• **The exercise**:
From the line containing "mark: sky |" through the last line of the data, return those lines exactly as written and nothing more.
########
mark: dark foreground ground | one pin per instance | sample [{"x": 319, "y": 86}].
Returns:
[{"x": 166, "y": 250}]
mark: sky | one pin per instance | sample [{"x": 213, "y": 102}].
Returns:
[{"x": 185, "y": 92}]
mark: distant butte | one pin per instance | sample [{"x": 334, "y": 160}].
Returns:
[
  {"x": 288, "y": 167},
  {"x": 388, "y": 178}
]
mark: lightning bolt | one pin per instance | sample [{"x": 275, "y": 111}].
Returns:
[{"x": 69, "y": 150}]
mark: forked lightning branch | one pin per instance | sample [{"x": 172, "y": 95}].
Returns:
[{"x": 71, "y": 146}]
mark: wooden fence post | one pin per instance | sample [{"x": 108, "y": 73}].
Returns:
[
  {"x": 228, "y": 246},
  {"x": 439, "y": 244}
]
########
• **Result**:
mark: sky | one pin per instance | sample [{"x": 213, "y": 102}].
Returns:
[{"x": 185, "y": 92}]
mark: distant butte | one pin per instance | sample [{"x": 334, "y": 160}].
Returns:
[
  {"x": 288, "y": 167},
  {"x": 388, "y": 178}
]
mark: lightning bolt | one pin per instance | sample [{"x": 275, "y": 111}].
Returns:
[{"x": 69, "y": 150}]
mark: forked lightning branch | one pin per instance | sample [{"x": 172, "y": 95}].
Returns:
[{"x": 71, "y": 146}]
mark: wooden fence post | one pin per instance | sample [{"x": 108, "y": 73}].
Returns:
[
  {"x": 228, "y": 246},
  {"x": 439, "y": 244}
]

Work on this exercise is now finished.